**Task item:** Print every record exactly as it appears. Leave the pictures out.

---- Information shown

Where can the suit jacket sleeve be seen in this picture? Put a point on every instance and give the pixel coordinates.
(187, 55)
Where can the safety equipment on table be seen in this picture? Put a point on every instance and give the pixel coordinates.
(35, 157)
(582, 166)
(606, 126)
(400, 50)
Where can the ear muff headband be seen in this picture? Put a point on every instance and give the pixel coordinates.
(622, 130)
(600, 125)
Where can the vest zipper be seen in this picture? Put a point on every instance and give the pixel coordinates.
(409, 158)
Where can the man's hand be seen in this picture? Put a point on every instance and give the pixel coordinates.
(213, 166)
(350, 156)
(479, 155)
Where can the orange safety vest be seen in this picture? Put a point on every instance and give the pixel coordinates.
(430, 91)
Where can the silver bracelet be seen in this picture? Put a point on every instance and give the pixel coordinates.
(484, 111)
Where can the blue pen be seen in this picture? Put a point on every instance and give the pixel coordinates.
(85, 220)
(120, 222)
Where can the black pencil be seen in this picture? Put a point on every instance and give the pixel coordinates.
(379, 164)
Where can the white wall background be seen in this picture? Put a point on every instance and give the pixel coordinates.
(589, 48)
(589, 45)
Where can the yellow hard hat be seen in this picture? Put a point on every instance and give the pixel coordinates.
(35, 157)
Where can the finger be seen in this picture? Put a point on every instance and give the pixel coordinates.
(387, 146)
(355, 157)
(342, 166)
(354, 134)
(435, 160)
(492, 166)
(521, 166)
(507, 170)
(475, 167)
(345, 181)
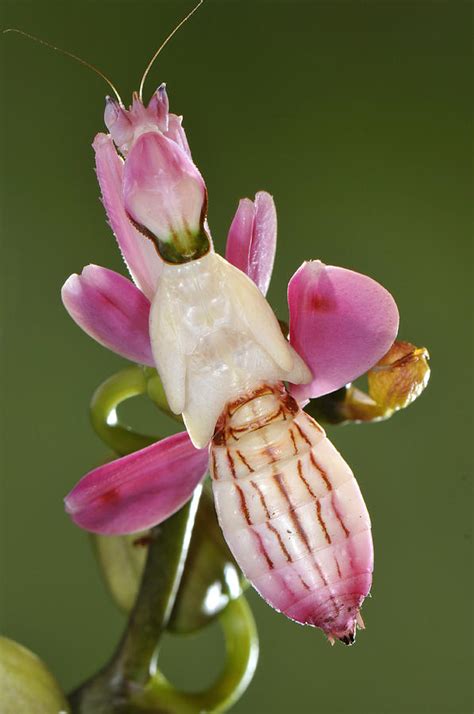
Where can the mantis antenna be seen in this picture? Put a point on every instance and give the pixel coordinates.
(150, 63)
(68, 54)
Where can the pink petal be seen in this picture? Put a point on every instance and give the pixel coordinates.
(251, 242)
(163, 190)
(138, 252)
(109, 308)
(138, 491)
(341, 323)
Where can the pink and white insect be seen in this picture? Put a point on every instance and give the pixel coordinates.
(288, 504)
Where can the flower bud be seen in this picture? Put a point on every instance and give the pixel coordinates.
(165, 195)
(26, 685)
(400, 377)
(394, 383)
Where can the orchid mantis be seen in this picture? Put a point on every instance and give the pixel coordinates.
(288, 504)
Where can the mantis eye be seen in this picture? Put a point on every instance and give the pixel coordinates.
(118, 123)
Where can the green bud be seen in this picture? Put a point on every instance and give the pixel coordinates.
(211, 578)
(26, 685)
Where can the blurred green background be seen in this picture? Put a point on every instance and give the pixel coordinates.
(355, 115)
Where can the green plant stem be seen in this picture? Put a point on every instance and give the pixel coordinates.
(163, 571)
(123, 385)
(133, 664)
(242, 654)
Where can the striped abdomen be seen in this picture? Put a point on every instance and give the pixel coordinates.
(292, 512)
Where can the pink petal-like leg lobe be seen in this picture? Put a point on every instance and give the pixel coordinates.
(341, 324)
(292, 512)
(111, 310)
(138, 251)
(138, 491)
(251, 242)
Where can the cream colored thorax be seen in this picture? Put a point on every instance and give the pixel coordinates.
(215, 337)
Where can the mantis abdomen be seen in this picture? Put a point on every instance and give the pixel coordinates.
(291, 511)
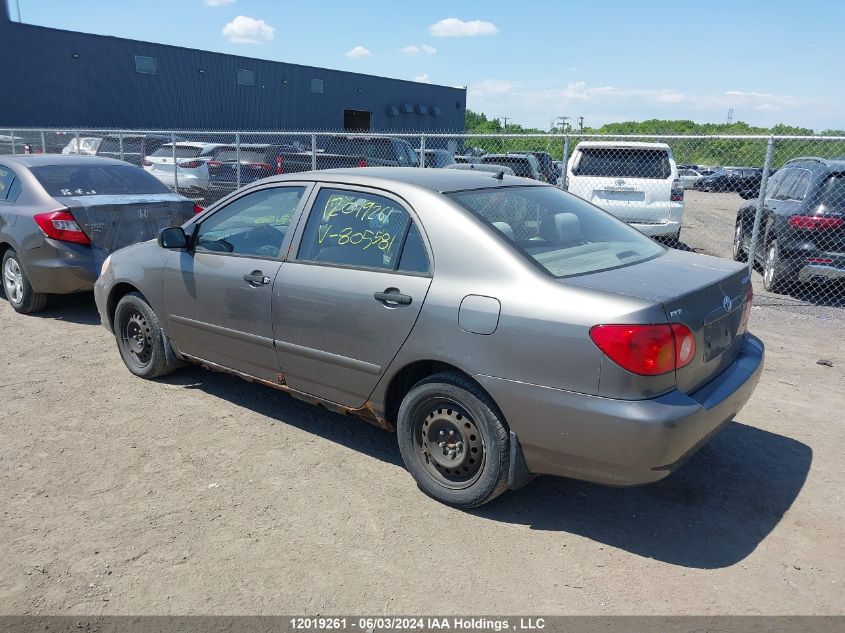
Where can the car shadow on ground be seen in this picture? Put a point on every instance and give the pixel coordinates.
(347, 430)
(74, 308)
(712, 513)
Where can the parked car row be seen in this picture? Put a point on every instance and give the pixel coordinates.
(503, 327)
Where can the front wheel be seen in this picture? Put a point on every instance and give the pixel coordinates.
(453, 441)
(16, 285)
(143, 345)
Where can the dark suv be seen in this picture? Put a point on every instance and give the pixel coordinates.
(802, 230)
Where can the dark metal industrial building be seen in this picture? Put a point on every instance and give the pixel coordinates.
(64, 79)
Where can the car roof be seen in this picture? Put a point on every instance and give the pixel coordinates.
(440, 180)
(39, 160)
(622, 144)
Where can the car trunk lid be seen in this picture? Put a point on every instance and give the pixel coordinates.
(704, 293)
(112, 222)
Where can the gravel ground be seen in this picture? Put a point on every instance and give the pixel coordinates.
(201, 493)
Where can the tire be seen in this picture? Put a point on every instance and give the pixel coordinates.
(16, 285)
(775, 272)
(739, 253)
(450, 405)
(141, 342)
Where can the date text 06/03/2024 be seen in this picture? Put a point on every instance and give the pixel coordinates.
(388, 623)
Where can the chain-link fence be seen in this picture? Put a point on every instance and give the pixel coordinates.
(779, 197)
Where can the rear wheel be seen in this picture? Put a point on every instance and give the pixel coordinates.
(453, 441)
(142, 344)
(775, 270)
(16, 285)
(739, 250)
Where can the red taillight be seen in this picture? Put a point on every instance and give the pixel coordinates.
(746, 308)
(815, 222)
(61, 225)
(647, 350)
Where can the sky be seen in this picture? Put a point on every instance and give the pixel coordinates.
(774, 61)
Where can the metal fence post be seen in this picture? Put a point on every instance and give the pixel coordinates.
(564, 162)
(758, 214)
(238, 159)
(175, 168)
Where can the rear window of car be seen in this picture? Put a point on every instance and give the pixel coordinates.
(96, 180)
(182, 151)
(561, 233)
(623, 162)
(832, 191)
(521, 165)
(247, 155)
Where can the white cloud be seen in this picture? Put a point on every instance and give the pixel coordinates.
(245, 30)
(453, 27)
(413, 51)
(531, 103)
(359, 52)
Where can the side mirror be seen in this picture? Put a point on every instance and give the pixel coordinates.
(173, 237)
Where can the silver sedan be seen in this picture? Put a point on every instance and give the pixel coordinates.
(503, 328)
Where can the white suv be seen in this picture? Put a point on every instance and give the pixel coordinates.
(636, 182)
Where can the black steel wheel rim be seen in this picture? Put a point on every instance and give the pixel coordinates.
(448, 444)
(137, 339)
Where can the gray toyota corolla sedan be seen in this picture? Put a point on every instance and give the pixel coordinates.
(60, 216)
(502, 327)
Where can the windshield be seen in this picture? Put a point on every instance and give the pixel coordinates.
(622, 162)
(96, 180)
(561, 232)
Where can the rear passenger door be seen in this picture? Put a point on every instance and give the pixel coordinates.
(345, 303)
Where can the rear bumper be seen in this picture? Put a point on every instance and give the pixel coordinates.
(820, 273)
(60, 267)
(622, 442)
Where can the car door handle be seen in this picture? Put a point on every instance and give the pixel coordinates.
(256, 278)
(392, 295)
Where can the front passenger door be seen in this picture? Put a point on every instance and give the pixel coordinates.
(218, 294)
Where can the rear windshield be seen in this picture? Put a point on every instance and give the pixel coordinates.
(96, 180)
(562, 233)
(622, 162)
(247, 155)
(832, 192)
(521, 165)
(182, 151)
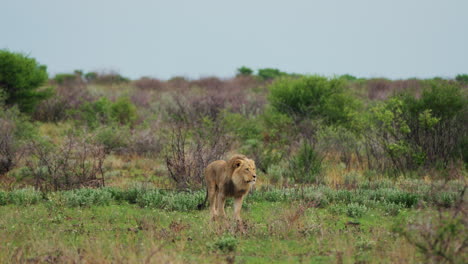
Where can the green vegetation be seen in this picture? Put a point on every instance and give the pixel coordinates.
(350, 170)
(20, 80)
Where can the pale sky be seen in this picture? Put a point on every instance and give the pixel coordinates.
(199, 38)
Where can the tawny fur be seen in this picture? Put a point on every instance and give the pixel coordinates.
(233, 178)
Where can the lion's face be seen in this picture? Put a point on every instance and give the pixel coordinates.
(246, 171)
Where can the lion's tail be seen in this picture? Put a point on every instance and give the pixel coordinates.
(203, 204)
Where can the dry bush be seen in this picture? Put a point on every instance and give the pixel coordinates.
(9, 152)
(75, 163)
(178, 83)
(381, 89)
(187, 158)
(145, 142)
(15, 132)
(149, 83)
(69, 95)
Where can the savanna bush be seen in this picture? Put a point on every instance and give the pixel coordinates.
(226, 243)
(75, 163)
(3, 198)
(104, 111)
(20, 80)
(123, 111)
(86, 197)
(113, 138)
(313, 97)
(270, 73)
(15, 132)
(355, 210)
(462, 78)
(306, 165)
(27, 196)
(426, 131)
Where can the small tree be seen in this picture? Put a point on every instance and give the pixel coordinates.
(313, 97)
(20, 78)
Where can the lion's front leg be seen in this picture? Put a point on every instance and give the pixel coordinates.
(237, 209)
(221, 201)
(212, 195)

--------

**Expected output:**
Where can the suit jacket sleeve be seen in this picture? Put a point on every instance and give the pixel coordinates.
(187, 55)
Where can the safety equipment on table be seen in this picture? Put a point on every instance and give the pixel coordinates.
(35, 157)
(582, 166)
(606, 126)
(400, 50)
Where can the ear muff headband be seen in this picture? Put a point on every instance and give the pixel coordinates.
(622, 130)
(600, 125)
Where can the vest zipper be seen in this picture? Put a point on every instance and give the pixel coordinates.
(409, 158)
Where can the man's hand be seen in this picture? Put a point on every instance and give the pixel coordinates.
(213, 166)
(350, 156)
(479, 155)
Where can the orange safety vest be seen in this picture? Put a point on every instance and give the pixel coordinates.
(430, 91)
Where can the silver bracelet be seen in this picture? Put a point on every instance and give the pixel coordinates.
(484, 111)
Where can the blue pen be seen in this picture? Put a point on every instance and give the pixel coordinates.
(85, 220)
(120, 222)
Where can the black pencil be seen in this picture? Put a point on every instance and give the pixel coordinates.
(379, 164)
Where can the white wall background be seen in this picture? Put a point on every instance and give the pixel coordinates.
(589, 48)
(589, 45)
Where can the yellow hard hat be seen in this picture? Put a point on every instance and give the pixel coordinates.
(35, 157)
Where can the finger be seen in this picture? Put a point on every instance and give the pixel coordinates.
(387, 146)
(355, 157)
(342, 166)
(354, 134)
(435, 160)
(492, 166)
(521, 166)
(507, 170)
(475, 167)
(345, 181)
Where can the mantis antenna be seen in this picture? Put a point on every instance and give the pixel coordinates.
(150, 63)
(68, 54)
Where can the pink petal be seen in this picture? Put a point on every instance and give the pixel coordinates.
(251, 242)
(163, 190)
(138, 252)
(109, 308)
(138, 491)
(341, 323)
Where can the pink and white insect be seen in this picture? Put a point on every instance and give the pixel coordinates.
(288, 504)
Where can the flower bud be seen in this picture? Put a point on every instance and give the pixel coordinates.
(165, 195)
(26, 685)
(400, 377)
(394, 383)
Where can the orchid mantis be seen in this picture? Put a point on every instance and give the pixel coordinates.
(288, 504)
Where can the mantis eye be seen in this picture? Put a point on every instance and give the pixel coordinates.
(118, 123)
Where can the green bud be seen in this picture? Put a point on every instance and give the pixel coordinates.
(211, 578)
(26, 685)
Where can the blurred green background be seen in this picture? Put a point on every instance and give the pixel coordinates.
(355, 115)
Where can the green plant stem be seen in this picture? Put a point on every instance and give the pixel coordinates.
(163, 571)
(123, 385)
(133, 664)
(242, 654)
Where can the striped abdomen be seen in this picture? Put a point on every instance and give the pixel coordinates.
(292, 512)
Where can the pink petal-like leg lobe be seen in this picture? Put a point on every instance and give the pixel coordinates.
(341, 324)
(292, 512)
(111, 310)
(138, 251)
(138, 491)
(251, 242)
Where can the cream colored thorax be seen in this picture? Put a point on every instance and give the pixel coordinates.
(215, 337)
Where can the mantis abdomen be seen in this picture? Put a point on every instance and give the pixel coordinates.
(291, 511)
Where can the car shadow on ground be seen in this picture? Put a point on every instance and give the pixel coordinates.
(347, 430)
(74, 308)
(712, 513)
Where can the parked car row be seen in this picture? Put a point on every instance and give the pixel coordinates.
(503, 327)
Where can the front wheel be seen in this picture? Put a point on every instance and give the pixel coordinates.
(453, 441)
(16, 285)
(143, 345)
Where can the dark suv be seen in this picture? Put a point on every instance and give the pixel coordinates.
(802, 230)
Where can the dark metal industrial building be seen in this picture? Put a point on every instance and give the pixel coordinates.
(64, 79)
Where can the car roof be seen in this picture? Put a point on every instance and give the pixel coordinates.
(440, 180)
(39, 160)
(622, 144)
Where can the car trunk lid be seen in this picture? Put a point on every instance and give the pixel coordinates.
(704, 293)
(112, 222)
Where can the gravel ground be seen in this picture? Put a point on every instance and give the pixel coordinates.
(201, 493)
Where can the tire be seen in this picture? Put a point on every instance and give the pixel coordinates.
(16, 285)
(775, 272)
(739, 253)
(450, 405)
(141, 342)
Where can the date text 06/03/2024 be seen in this picture? Put a point on every instance and give the pixel coordinates.
(388, 623)
Where can the chain-link fence be seen in this picture? Put a point on every instance and give the pixel coordinates.
(779, 197)
Where can the rear wheel be seen in this picture? Put a point on every instance and give the pixel coordinates.
(453, 441)
(142, 344)
(775, 270)
(16, 285)
(739, 250)
Where can the red taillight be seen in this picture? Put a point on every instance and give the pixel coordinates.
(746, 308)
(815, 222)
(61, 225)
(647, 350)
Where can the sky be seen in this picture? Put a point on every instance and give the pixel coordinates.
(774, 61)
Where can the metal fence post be seen in this picture? Put a point on every instance and give the pixel coordinates.
(564, 162)
(758, 214)
(238, 159)
(175, 168)
Where can the rear window of car be seen in this picture? Put a point on every instance and give the pixel coordinates.
(96, 180)
(182, 151)
(561, 233)
(623, 162)
(832, 191)
(521, 165)
(247, 155)
Where can the white cloud be seen in this picture? Put a point on every instance and give the pixel coordinates.
(245, 30)
(453, 27)
(413, 51)
(531, 103)
(359, 52)
Where can the side mirror be seen in this picture? Put a point on every instance and give the pixel coordinates.
(173, 237)
Where can the silver sedan be seen in this picture? Put a point on every instance and give the pixel coordinates.
(503, 328)
Where can the white suv be seen in this picture? Put a point on every instance and give the pixel coordinates.
(636, 182)
Where can the black steel wheel rim be seen in this picture? Put a point on every instance and give the pixel coordinates.
(448, 444)
(137, 339)
Where can the gray toyota corolla sedan be seen in this picture? Put a point on every instance and give the pixel coordinates.
(60, 216)
(502, 327)
Where can the windshield be seen in this picture? Put a point on every instance and give the pixel coordinates.
(622, 162)
(96, 180)
(561, 232)
Where can the rear passenger door be seen in this picture? Put a point on every instance and give the pixel coordinates.
(345, 303)
Where can the rear bumper be seen in this picture? Put a point on every instance and give the pixel coordinates.
(820, 273)
(60, 267)
(622, 442)
Where can the car door handle be seen in this picture? Put a point on every instance and give the pixel coordinates.
(256, 278)
(392, 295)
Where can the front passenger door be seen in this picture? Put a point on every instance and give the pixel coordinates.
(218, 294)
Where can the rear windshield be seen in this picture? Put a point on every instance and give the pixel coordinates.
(96, 180)
(562, 233)
(622, 162)
(247, 155)
(832, 192)
(521, 165)
(182, 151)
Where can the green vegetation be seen in this picture? Put a point on every instance and give the pixel coordinates.
(350, 170)
(20, 80)
Where can the pale sky be seen in this picture? Put a point on every instance and give the pixel coordinates.
(199, 38)
Where can the tawny fur be seen in this picture? Put a point on every instance and give the pixel coordinates.
(233, 178)
Where can the lion's face be seen in this picture? Put a point on every instance and give the pixel coordinates.
(246, 171)
Where can the lion's tail be seen in this picture? Put a point on every instance and give the pixel coordinates.
(203, 204)
Where can the dry bush be seen in this picture? Put a point on every instance and give the pixel coordinates.
(9, 152)
(75, 163)
(178, 83)
(381, 89)
(187, 158)
(145, 142)
(15, 132)
(149, 83)
(69, 95)
Where can the savanna bush be seen in this picture? Put a point on every instance and give the pixel coordinates.
(226, 243)
(75, 163)
(3, 198)
(104, 111)
(20, 80)
(123, 111)
(86, 197)
(113, 138)
(313, 97)
(270, 73)
(15, 132)
(355, 210)
(462, 78)
(306, 165)
(27, 196)
(426, 131)
Where can the small tree be seen in this picture? Put a point on every instance and give the pixel coordinates.
(313, 97)
(20, 78)
Where can the lion's front leg be seen in this picture? Put a point on every instance and give the pixel coordinates.
(237, 209)
(221, 201)
(212, 195)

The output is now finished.